What to work on. All lines from the one holding "# find one point" through the last line of the entries below must be transcribed exactly, and no others. Pictures do not go in.

Stored data entries.
_ _ _ _ _

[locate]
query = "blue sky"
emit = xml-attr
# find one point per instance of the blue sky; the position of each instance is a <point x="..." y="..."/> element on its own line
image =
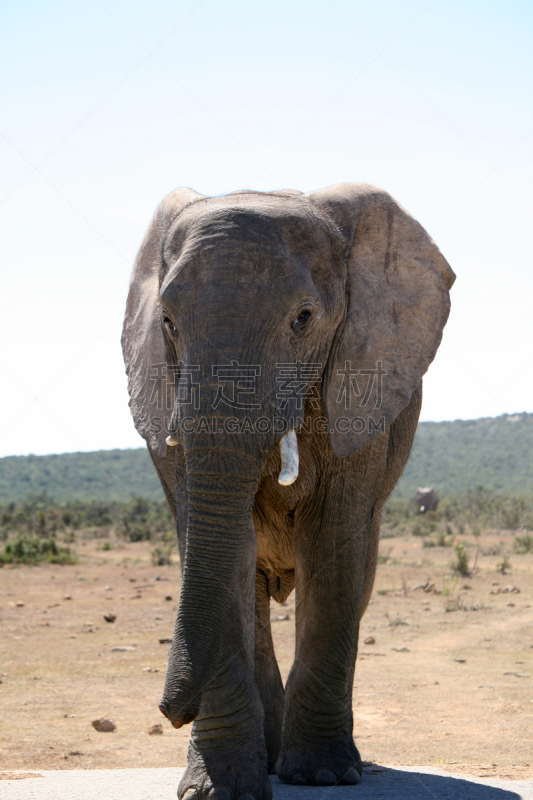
<point x="117" y="103"/>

_ _ _ _ _

Problem solution.
# find one point per instance of the blue sky; the position of each instance is a <point x="..." y="..."/> element on its own line
image =
<point x="117" y="103"/>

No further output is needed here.